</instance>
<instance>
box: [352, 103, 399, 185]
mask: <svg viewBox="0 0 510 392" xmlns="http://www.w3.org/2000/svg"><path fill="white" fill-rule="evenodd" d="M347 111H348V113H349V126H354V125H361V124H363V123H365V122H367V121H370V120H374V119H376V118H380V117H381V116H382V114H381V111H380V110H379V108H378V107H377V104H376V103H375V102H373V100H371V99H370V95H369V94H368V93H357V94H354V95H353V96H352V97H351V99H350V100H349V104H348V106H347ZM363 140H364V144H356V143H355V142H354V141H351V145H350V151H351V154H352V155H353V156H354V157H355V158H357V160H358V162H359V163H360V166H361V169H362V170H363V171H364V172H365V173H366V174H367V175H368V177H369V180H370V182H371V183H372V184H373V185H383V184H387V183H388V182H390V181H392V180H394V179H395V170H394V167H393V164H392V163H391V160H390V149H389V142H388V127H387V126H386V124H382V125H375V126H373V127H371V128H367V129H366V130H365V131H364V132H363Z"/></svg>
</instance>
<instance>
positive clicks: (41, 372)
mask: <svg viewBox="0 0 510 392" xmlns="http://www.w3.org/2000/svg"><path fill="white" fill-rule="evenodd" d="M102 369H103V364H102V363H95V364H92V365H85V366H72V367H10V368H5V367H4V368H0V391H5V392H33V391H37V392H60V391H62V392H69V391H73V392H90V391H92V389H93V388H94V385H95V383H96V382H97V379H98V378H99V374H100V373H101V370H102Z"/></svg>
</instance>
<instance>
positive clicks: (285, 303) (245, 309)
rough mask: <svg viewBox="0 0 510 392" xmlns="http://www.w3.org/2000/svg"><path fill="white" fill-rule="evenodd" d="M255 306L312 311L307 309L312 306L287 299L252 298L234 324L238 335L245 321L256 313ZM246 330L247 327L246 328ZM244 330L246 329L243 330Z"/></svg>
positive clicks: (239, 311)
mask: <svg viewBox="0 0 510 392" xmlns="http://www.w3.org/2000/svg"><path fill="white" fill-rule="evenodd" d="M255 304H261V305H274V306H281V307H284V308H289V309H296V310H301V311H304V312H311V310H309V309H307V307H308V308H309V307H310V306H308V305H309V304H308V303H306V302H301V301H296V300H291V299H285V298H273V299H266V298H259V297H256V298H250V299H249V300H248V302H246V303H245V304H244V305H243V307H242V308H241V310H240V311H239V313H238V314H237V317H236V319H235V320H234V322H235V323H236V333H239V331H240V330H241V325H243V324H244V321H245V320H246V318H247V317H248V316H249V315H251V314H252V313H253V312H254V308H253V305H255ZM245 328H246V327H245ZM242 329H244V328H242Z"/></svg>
============================================================
### ABOUT THIS EXERCISE
Return all the data above once more, precisely as given.

### TASK ANSWER
</instance>
<instance>
box: [352, 103, 399, 185]
mask: <svg viewBox="0 0 510 392" xmlns="http://www.w3.org/2000/svg"><path fill="white" fill-rule="evenodd" d="M347 111H348V113H349V126H354V125H361V124H363V123H365V122H367V121H370V120H374V119H376V118H380V117H381V116H382V114H381V111H380V110H379V108H378V107H377V104H376V103H375V102H373V100H371V99H370V95H369V94H368V93H357V94H354V95H353V96H352V97H351V99H350V100H349V104H348V106H347ZM363 140H364V144H356V143H355V142H354V141H351V145H350V151H351V154H352V155H353V156H354V157H355V158H357V160H358V162H359V163H360V166H361V169H362V170H363V171H364V172H365V173H366V174H367V175H368V177H369V180H370V182H371V183H372V184H373V185H383V184H387V183H388V182H390V181H392V180H394V179H395V170H394V167H393V164H392V163H391V160H390V149H389V142H388V127H387V126H386V124H382V125H375V126H373V127H371V128H367V129H366V130H365V131H364V132H363Z"/></svg>
</instance>
<instance>
positive clicks: (41, 372)
mask: <svg viewBox="0 0 510 392" xmlns="http://www.w3.org/2000/svg"><path fill="white" fill-rule="evenodd" d="M102 369H103V364H102V363H95V364H92V365H85V366H72V367H10V368H5V367H4V368H0V391H5V392H33V391H37V392H60V391H62V392H69V391H73V392H90V391H92V389H93V388H94V385H95V383H96V382H97V379H98V378H99V374H100V373H101V370H102Z"/></svg>
</instance>
<instance>
positive clicks: (285, 303) (245, 309)
rough mask: <svg viewBox="0 0 510 392" xmlns="http://www.w3.org/2000/svg"><path fill="white" fill-rule="evenodd" d="M255 306L312 311L307 309L312 306L287 299L252 298L234 324L238 335L245 321L256 313ZM246 330L247 327L246 328ZM244 330L246 329L243 330Z"/></svg>
positive clicks: (239, 311)
mask: <svg viewBox="0 0 510 392" xmlns="http://www.w3.org/2000/svg"><path fill="white" fill-rule="evenodd" d="M255 304H261V305H274V306H281V307H284V308H289V309H296V310H301V311H304V312H311V310H309V309H307V307H308V308H309V307H310V306H308V305H309V304H308V303H306V302H301V301H296V300H291V299H285V298H273V299H266V298H259V297H256V298H250V299H249V300H248V302H246V303H245V304H244V305H243V307H242V308H241V310H240V311H239V313H238V314H237V317H236V319H235V320H234V322H235V323H236V333H239V331H240V330H241V325H243V324H244V321H245V320H246V318H247V317H248V316H249V315H251V314H252V313H253V312H254V308H253V305H255ZM245 328H246V327H245ZM242 329H244V328H242Z"/></svg>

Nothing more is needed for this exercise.